[start of DATASET ENTRIES]

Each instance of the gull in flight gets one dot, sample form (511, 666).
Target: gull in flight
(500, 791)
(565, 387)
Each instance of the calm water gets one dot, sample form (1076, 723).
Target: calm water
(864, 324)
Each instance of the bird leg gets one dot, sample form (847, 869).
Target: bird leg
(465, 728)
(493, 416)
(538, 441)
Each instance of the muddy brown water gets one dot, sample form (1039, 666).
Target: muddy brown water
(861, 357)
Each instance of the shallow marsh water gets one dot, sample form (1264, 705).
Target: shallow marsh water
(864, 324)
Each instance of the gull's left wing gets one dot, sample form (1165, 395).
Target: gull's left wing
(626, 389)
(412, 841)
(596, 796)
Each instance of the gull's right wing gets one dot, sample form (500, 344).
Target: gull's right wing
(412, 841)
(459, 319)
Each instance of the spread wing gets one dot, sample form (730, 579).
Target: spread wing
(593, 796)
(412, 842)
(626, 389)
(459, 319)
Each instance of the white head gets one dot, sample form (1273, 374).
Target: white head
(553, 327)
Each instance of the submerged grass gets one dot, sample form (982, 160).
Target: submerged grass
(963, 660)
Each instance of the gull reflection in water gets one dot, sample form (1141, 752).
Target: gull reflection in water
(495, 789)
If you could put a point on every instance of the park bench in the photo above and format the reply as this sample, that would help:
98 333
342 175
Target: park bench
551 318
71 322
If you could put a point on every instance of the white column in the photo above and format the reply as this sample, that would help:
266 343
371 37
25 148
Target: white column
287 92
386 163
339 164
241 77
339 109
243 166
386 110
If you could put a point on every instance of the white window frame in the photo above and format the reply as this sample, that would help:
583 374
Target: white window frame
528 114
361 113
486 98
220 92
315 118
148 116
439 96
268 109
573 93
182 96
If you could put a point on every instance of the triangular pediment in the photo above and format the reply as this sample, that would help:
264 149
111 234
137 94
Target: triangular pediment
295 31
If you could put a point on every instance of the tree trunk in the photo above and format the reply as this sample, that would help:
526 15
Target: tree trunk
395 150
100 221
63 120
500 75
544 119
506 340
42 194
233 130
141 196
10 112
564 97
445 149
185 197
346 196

[end of DATASET ENTRIES]

(WRITTEN EXERCISE): Rewrite the part that opens with the line containing "of the tree" and closes at the end of the records, changing "tree trunk" to "trunk" and leaving everything else as it is.

(FINAL ANSWER):
If you could put a point on every instance of the trunk in the photo above and format the reply as this sample, that would help:
526 15
Target: trunk
395 150
100 221
63 120
500 75
544 119
506 340
42 194
233 130
141 196
10 112
564 97
445 149
185 197
346 196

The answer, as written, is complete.